> _What to do_: Return the entries below word for word, beginning at the line that contains "Please, when you have a moment, identify the apartment" and stopping after the line that contains "239,28,440,133". Include both of those lines.

>>>

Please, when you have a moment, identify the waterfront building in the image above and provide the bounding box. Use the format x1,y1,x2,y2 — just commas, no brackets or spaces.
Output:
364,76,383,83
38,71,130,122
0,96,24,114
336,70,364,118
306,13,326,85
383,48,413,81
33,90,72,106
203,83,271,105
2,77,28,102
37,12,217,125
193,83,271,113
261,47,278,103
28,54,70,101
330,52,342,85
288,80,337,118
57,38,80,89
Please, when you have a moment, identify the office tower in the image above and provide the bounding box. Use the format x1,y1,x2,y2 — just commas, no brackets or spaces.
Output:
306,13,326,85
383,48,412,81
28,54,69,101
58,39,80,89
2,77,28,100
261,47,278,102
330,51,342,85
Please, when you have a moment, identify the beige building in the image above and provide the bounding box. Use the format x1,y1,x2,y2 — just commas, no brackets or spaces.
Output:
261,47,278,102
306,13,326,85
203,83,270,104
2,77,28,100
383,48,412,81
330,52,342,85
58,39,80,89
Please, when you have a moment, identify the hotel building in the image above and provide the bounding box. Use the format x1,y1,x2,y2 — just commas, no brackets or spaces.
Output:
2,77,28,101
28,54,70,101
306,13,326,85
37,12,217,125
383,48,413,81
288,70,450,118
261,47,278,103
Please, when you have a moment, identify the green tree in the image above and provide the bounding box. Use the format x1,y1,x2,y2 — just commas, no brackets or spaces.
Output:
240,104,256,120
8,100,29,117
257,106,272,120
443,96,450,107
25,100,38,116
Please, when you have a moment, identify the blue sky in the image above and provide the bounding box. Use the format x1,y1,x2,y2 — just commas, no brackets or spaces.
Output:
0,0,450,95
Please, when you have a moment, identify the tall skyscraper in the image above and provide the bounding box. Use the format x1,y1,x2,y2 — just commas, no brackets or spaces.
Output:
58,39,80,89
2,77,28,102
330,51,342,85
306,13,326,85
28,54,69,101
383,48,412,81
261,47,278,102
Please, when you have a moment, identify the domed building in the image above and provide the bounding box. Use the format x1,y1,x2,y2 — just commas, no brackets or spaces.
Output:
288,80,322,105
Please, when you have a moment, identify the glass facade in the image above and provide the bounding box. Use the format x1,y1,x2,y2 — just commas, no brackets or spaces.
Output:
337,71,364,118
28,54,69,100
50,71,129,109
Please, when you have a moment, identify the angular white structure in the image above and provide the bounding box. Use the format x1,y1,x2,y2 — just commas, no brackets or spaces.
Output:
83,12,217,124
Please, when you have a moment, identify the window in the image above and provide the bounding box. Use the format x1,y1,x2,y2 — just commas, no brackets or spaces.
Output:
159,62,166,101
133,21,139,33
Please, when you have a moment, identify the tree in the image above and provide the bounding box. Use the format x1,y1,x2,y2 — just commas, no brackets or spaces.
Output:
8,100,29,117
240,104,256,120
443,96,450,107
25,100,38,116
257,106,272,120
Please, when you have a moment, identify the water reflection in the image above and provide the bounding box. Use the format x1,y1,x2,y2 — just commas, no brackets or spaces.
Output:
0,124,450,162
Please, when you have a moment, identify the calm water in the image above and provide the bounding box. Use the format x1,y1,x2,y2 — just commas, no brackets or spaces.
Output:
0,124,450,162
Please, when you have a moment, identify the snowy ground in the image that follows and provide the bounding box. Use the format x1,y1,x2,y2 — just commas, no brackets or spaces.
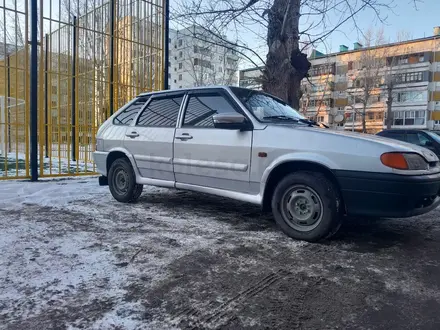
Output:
0,177,440,330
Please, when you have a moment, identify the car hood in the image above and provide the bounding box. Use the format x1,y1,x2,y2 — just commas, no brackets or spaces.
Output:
268,125,439,162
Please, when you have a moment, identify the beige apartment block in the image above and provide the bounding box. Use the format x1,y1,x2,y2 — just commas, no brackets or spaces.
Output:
239,29,440,133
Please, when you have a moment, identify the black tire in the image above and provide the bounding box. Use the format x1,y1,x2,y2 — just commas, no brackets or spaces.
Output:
108,158,143,203
272,171,342,242
132,184,144,202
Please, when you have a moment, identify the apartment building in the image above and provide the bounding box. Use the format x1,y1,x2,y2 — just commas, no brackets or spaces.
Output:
168,26,239,89
239,28,440,133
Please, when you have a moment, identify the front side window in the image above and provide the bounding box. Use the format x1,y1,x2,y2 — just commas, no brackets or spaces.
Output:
231,87,305,122
183,93,241,128
383,132,406,142
136,95,183,127
113,97,148,126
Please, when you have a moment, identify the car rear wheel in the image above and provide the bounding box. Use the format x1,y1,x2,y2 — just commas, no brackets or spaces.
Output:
272,171,342,242
108,158,143,203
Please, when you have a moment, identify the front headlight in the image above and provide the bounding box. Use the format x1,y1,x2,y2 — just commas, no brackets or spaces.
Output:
380,152,429,171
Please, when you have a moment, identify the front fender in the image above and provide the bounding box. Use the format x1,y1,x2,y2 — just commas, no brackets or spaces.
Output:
261,152,340,186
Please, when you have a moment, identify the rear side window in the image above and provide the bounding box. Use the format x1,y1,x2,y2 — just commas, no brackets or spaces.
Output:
137,95,183,127
407,132,431,146
183,93,236,128
383,133,406,142
113,97,148,126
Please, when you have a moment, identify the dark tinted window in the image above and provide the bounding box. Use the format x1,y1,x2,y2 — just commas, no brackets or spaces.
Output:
383,132,406,142
183,94,241,127
137,96,183,127
407,132,431,147
113,97,147,125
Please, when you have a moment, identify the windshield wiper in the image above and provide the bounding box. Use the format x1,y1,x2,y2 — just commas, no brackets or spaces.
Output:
263,115,300,123
263,115,321,127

<<<

> _Expected answer_:
Please, when you have a moment, identify the apartment building in the image above and provide the bounding box. Use the format x1,y1,x2,y2 — just commas, no brackets or spaces.
Output:
168,26,239,89
239,28,440,133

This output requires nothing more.